▶ [BRIEF] Pick out every line in the material below that contains the word "toyota", and copy each such line.

▶ [LISTING]
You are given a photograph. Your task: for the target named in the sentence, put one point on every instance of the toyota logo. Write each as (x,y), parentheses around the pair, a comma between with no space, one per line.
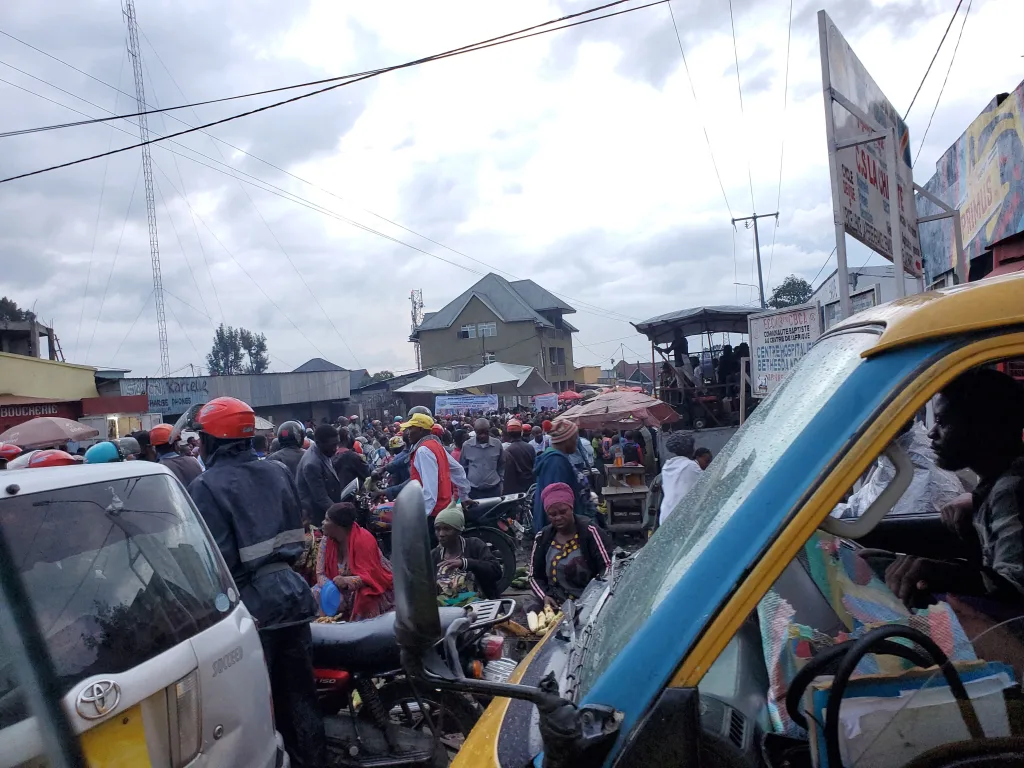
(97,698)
...
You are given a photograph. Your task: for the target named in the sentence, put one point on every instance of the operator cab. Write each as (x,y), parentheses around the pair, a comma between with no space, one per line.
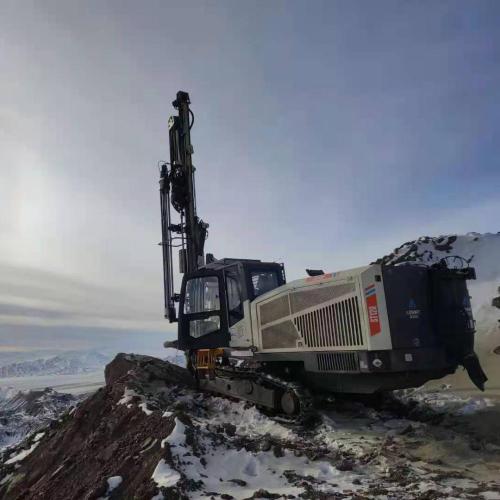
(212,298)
...
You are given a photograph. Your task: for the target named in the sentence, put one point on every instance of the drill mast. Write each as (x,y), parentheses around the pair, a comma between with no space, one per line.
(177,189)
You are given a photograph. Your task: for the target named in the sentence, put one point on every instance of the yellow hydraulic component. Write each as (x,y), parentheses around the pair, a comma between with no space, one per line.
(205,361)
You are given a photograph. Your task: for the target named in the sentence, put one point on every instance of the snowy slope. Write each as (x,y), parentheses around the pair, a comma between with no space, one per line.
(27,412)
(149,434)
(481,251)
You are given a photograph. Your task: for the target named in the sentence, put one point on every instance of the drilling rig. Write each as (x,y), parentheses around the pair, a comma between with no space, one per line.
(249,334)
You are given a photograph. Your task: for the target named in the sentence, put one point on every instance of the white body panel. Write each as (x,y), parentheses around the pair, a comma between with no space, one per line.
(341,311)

▶ [ANSWER TO THE PROBLEM]
You are given a photograph. Your task: for the target named in the sentence, put one point on every instance of the toyota logo. Write each as (x,y), parentheses around the pair, a comma between with no space, one per line.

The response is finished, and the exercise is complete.